* _Extrait du texte_
--

Un taux réel trop négatif peut éloigner du système des prix, et les gens vont commencer à anticiper leur consommation. Ils vont acheter des biens dont ils n’ont pas besoin, garder les devises au lieu de les convertir en dinars ; et dans notre pays, il y a l’équivalent de 12 milliards de dinars dans les comptes en devises des non-résidents.

Si le taux d’intérêt ne suit pas, il y a des craintes que les détenteurs des comptes ne convertissent pas leur monnaie et attendent une baisse du dinar. « C’est pour cela qu’il ne faut pas qu’il y ait trop d’écart entre le taux d’intérêt et l’inflation, sinon on décourage l’épargne et les gens vont acheter des immeubles, pas en Tunisie où on craint la fiscalité et les enquêtes des services des impôts. En revanche, les épargnants acquerront des titres. En 2022, la Bourse de Tunis, sans avoir fourni aucun effort et avec un impôt faible de 10%, a réalisé une croissance de 15,1% dans une économie qui fait 2,1% de croissance. Les détenteurs déplacent leurs biens alors que les fonds mis dans les banques de dépôts sont élevés.

il ne faut pas qu’il y ait trop d’écart entre le taux d’intérêt et l’inflation, sinon on décourage l’épargne et les gens vont acheter des immeubles

L’économie tunisienne n’est pas difficile à gérer, elle se caractérise par des dépôts à terme très élevés. Les dépôts à terme et les comptes épargnes sont de l’ordre de 54 milliards de dinars, les dépôts à vue sont de l’ordre de 26 milliards de dinars. Notre masse monétaire est à l’image des pays développés. La quasi-monnaie comme citée plus haut (dépôts à termes et épargne) est très élevée par rapport à la masse monétaire. 54 milliards de dinars conjugués à la monnaie scripturale, à des dépôts à vue de 26 milliards de dinars et aux 18 MDT de cash des billets en circulation sont importants. La quasi-monnaie fait plus de la moitié de la masse monétaire. Elle est tenue par des taux d’intérêt créditeurs qui la contiennent pour qu’elle ne soit pas convertie en cash, en devises, en biens immeubles, ou en actifs en Bourse ».

--

* _Données fournies_
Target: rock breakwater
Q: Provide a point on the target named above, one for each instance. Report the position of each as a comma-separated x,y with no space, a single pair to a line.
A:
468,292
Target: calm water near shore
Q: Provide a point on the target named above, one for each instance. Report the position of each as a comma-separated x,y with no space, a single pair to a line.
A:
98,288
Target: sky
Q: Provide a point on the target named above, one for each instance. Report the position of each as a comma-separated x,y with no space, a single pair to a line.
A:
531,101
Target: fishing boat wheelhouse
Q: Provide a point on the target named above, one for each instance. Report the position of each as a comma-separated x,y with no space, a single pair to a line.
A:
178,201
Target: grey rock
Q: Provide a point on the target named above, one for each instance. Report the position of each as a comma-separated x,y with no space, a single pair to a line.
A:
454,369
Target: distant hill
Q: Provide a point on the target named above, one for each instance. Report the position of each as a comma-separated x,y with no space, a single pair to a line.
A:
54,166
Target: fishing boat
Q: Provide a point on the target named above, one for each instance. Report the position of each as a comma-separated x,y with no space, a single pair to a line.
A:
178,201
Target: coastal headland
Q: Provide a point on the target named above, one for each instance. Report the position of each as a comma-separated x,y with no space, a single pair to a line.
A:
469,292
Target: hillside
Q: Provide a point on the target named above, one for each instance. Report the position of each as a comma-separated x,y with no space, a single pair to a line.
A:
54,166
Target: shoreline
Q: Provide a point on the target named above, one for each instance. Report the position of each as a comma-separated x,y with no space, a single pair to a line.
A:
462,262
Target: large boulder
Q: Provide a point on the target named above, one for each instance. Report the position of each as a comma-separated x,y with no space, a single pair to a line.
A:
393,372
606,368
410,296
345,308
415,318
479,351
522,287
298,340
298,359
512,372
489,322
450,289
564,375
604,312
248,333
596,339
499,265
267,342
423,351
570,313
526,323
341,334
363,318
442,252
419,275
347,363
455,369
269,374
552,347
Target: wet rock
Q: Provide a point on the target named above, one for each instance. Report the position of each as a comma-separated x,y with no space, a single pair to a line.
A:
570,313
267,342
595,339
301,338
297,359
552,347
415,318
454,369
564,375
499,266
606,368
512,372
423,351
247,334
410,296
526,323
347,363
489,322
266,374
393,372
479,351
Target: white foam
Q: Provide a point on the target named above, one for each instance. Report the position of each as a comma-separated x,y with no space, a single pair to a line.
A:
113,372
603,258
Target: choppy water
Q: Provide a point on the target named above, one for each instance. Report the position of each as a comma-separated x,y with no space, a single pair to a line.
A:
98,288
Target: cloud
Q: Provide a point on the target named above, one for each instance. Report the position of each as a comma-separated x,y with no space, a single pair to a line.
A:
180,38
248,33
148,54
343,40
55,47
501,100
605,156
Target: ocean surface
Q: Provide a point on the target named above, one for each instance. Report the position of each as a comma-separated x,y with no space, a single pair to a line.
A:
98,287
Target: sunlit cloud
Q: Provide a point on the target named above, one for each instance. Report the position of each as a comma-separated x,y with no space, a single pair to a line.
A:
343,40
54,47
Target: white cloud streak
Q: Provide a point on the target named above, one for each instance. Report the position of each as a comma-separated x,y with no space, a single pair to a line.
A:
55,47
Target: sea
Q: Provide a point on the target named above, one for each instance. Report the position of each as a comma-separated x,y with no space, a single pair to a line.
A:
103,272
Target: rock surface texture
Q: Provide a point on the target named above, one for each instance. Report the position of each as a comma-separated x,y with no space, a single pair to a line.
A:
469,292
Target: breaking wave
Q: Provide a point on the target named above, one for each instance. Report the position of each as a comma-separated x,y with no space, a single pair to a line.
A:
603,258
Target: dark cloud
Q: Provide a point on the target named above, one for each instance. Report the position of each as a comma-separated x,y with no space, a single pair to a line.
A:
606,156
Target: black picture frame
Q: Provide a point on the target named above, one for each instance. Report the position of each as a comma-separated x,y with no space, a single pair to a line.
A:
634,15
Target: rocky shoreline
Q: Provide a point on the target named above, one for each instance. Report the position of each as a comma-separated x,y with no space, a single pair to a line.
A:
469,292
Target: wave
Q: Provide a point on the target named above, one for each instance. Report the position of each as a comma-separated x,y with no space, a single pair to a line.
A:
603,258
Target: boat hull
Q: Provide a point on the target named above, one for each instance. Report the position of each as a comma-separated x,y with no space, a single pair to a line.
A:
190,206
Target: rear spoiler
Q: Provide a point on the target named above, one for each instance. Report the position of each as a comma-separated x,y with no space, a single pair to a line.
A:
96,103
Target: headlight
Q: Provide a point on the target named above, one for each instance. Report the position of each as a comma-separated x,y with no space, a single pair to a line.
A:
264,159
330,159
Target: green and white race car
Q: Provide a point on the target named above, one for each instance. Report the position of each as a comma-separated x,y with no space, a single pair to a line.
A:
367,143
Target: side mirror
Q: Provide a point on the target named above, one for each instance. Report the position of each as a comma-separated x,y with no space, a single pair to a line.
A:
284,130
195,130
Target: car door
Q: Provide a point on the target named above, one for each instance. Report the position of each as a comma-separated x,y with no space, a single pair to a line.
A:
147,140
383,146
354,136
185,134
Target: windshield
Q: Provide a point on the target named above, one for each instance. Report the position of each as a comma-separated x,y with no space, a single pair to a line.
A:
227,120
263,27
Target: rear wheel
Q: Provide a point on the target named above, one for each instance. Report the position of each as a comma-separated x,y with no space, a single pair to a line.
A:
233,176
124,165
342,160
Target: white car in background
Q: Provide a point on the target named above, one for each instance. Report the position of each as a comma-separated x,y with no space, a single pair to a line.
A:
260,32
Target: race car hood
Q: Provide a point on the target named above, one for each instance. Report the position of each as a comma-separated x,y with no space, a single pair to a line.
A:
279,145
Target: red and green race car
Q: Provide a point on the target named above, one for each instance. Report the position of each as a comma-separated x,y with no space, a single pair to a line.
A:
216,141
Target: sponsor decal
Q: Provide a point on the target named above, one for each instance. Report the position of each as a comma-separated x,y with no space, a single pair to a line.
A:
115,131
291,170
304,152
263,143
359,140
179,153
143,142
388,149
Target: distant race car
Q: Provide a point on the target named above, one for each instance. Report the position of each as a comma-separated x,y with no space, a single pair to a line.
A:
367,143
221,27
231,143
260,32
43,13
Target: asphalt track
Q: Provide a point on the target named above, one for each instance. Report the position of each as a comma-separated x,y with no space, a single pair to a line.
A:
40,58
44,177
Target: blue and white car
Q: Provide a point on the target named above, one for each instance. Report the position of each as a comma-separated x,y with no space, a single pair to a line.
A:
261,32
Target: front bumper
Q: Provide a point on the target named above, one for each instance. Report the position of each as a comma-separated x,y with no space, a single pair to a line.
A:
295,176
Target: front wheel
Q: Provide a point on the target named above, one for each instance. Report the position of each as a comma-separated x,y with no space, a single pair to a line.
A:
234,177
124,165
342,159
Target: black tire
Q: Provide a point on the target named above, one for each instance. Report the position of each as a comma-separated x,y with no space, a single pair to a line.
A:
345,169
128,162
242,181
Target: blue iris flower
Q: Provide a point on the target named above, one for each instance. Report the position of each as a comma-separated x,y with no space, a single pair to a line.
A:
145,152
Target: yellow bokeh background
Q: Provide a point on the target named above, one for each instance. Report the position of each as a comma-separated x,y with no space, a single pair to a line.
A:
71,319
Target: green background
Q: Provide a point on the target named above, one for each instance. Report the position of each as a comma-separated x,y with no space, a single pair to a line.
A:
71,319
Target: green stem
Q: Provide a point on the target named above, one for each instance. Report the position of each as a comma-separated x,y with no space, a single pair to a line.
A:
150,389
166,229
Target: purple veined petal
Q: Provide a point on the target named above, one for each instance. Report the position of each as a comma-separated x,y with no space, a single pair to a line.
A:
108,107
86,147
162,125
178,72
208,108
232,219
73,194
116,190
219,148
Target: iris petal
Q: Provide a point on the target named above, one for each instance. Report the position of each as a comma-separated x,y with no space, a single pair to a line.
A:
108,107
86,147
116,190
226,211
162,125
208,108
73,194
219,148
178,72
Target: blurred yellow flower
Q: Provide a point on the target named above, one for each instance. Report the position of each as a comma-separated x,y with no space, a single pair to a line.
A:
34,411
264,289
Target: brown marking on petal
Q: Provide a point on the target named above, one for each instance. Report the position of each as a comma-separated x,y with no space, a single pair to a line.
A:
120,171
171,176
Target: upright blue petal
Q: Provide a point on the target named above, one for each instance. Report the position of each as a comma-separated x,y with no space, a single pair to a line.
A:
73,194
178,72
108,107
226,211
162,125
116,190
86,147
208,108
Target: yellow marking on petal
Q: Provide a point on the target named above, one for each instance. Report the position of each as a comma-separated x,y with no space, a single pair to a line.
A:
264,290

--

* _Consigne 1_
D'après l'extrait sur l'économie tunisienne, quelle croissance la Bourse de Tunis a-t-elle réalisée en 2022 ?
* _Consigne 2_
Rédigez la suite de l'extrait sur l'économie tunisienne, en reprenant juste après sa dernière phrase.

* _Votre réponse 1_
Une croissance de 15,1 %.

* _Votre réponse 2_
Ne plus augmenter le taux d’intérêt pour ne pas s’éloigner du système des prix

La BCT aurait pu se suffire d’augmenter le taux directeur de 0,5%, le gouverneur a préféré arrondir à un taux de 8 % en ajoutant 0,75%, ce n’est pas le plus grave, estime Mongi Safra. « Il s’agit aujourd’hui d’arrêter l’hémorragie et de ne pas aller au-delà de ce taux, pour ne pas s’éloigner du système des prix et aggraver la situation, car on peut se permettre 2 points d’intérêt négatif mais pas plus parce qu’il y a risque sur les dépôts à terme et la convertibilité du dinar. Les risques serait qu’au lieu de mettre à la disposition de l’économie un capital plus important et d’encourager l’essor économique, il y ait un impact sur la confiance des consommateurs et des investisseurs qui auraient peur du ralentissement économique ».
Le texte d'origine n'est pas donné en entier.